**EXCERPTED PASSAGE**
********
Safety light device

Abstract

A safety light device includes a body defining a central bore and having a generally annular shape, a pair of teeth configured to extend into the central bore in an extended position and retract into the body in a retracted position, a charging system configured to charge a battery, and a plurality of light-emitting diodes (LEDs) disposed on an outer portion of the body.

Claims

1. A safety light device comprising: a body defining a central bore and having a generally annular shape; a pair of teeth configured to extend into the central bore in an extended position and retract into the body in a retracted position and a pair of actuators configured to cause the teeth to extend into the extended position and retract into the retracted position; a charging system configured to charge a battery; and a plurality of light-emitting diodes (LEDs) disposed on an outer portion of the body.

2. The safety light device of claim 1, wherein each tooth of the pair of teeth includes a distal end having a slanted surface.

3. The safety light device of claim 2, wherein each slanted surface slants away from a center of the central bore in a direction from a top surface of the body toward a bottom surface of the body.

4. The safety light device of claim 2, wherein each distal end is configured to engage a traffic cone.

5. The safety light device of claim 1, wherein the charging system includes one or more solar panels disposed on the body.

6. The safety light device of claim 1, wherein the charging system includes a charging port.

7. The safety light device of claim 1, further comprising one or more magnets disposed on the body.

8. The safety light device of claim 1, wherein the plurality of LEDs extend completely around the outer portion of the body and are configured to display light in 360 degrees around the outer portion of the body.

9. The safety light device of claim 1, wherein the plurality of LEDs are configured to display a plurality of different colors.

10. A safety light device comprising: a body defining a central bore and having a generally annular shape; a tooth configured to extend into the central bore in an extended position and retract into the body in a retracted position; an actuator configured to cause the tooth to extend into the extended position and retract into the retracted position; a charging system configured to charge a battery; and a plurality of light-emitting diodes (LEDs) disposed on an outer portion of the body.

11. The safety light device of claim 10, wherein the tooth includes a distal end having a slanted surface.

12. The safety light device of claim 11, wherein the slanted surface slants away from a center of the central bore in a direction from a top surface of the body toward a bottom surface of the body.

13. The safety light device of claim 11, wherein the distal end is configured to engage a traffic cone.

14. The safety light device of claim 11, wherein the slanted surface has a higher coefficient of friction than the rest of the tooth.

15. The safety light device of claim 10, wherein the charging system includes one or more solar panels disposed on the body.
********
**STATED GOAL**
Copy the safety light device text again from the words "10. A safety" through "the distal end is configured to engage a traffic cone.", swapping "slanted surface" for "beveled surface".
********
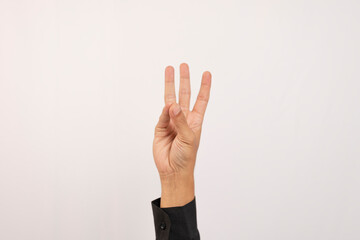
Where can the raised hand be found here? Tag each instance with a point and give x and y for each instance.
(177, 137)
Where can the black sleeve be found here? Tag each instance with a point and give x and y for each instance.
(175, 223)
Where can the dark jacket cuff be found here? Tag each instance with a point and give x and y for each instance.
(175, 223)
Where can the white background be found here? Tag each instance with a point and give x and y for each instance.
(81, 89)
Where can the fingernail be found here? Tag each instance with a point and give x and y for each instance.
(176, 110)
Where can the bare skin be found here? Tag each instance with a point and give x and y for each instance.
(177, 137)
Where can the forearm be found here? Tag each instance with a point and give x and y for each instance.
(177, 190)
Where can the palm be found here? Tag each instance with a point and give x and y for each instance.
(171, 152)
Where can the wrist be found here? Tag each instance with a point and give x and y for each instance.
(177, 189)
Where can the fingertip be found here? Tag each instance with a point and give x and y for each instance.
(184, 65)
(206, 78)
(169, 69)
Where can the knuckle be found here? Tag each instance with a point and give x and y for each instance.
(170, 97)
(203, 98)
(185, 91)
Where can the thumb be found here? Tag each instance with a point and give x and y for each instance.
(181, 125)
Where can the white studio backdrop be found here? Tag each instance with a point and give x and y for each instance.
(81, 89)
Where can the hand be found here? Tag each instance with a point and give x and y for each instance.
(177, 137)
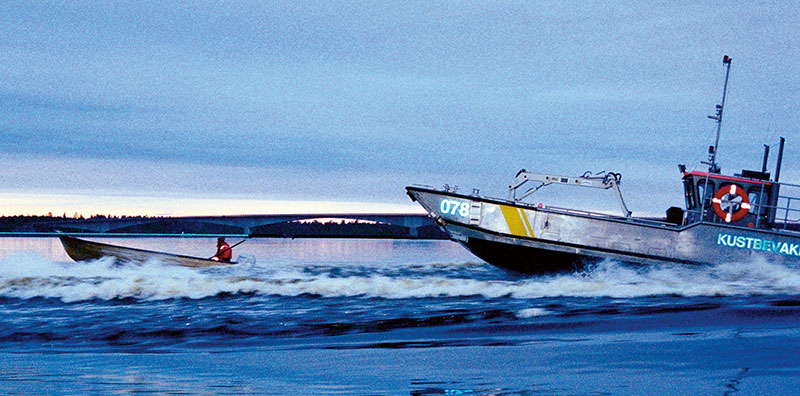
********
**SOLUTION TO THE EXERCISE**
10. A safety light device comprising: a body defining a central bore and having a generally annular shape; a tooth configured to extend into the central bore in an extended position and retract into the body in a retracted position; an actuator configured to cause the tooth to extend into the extended position and retract into the retracted position; a charging system configured to charge a battery; and a plurality of light-emitting diodes (LEDs) disposed on an outer portion of the body.

11. The safety light device of claim 10, wherein the tooth includes a distal end having a beveled surface.

12. The safety light device of claim 11, wherein the beveled surface slants away from a center of the central bore in a direction from a top surface of the body toward a bottom surface of the body.

13. The safety light device of claim 11, wherein the distal end is configured to engage a traffic cone.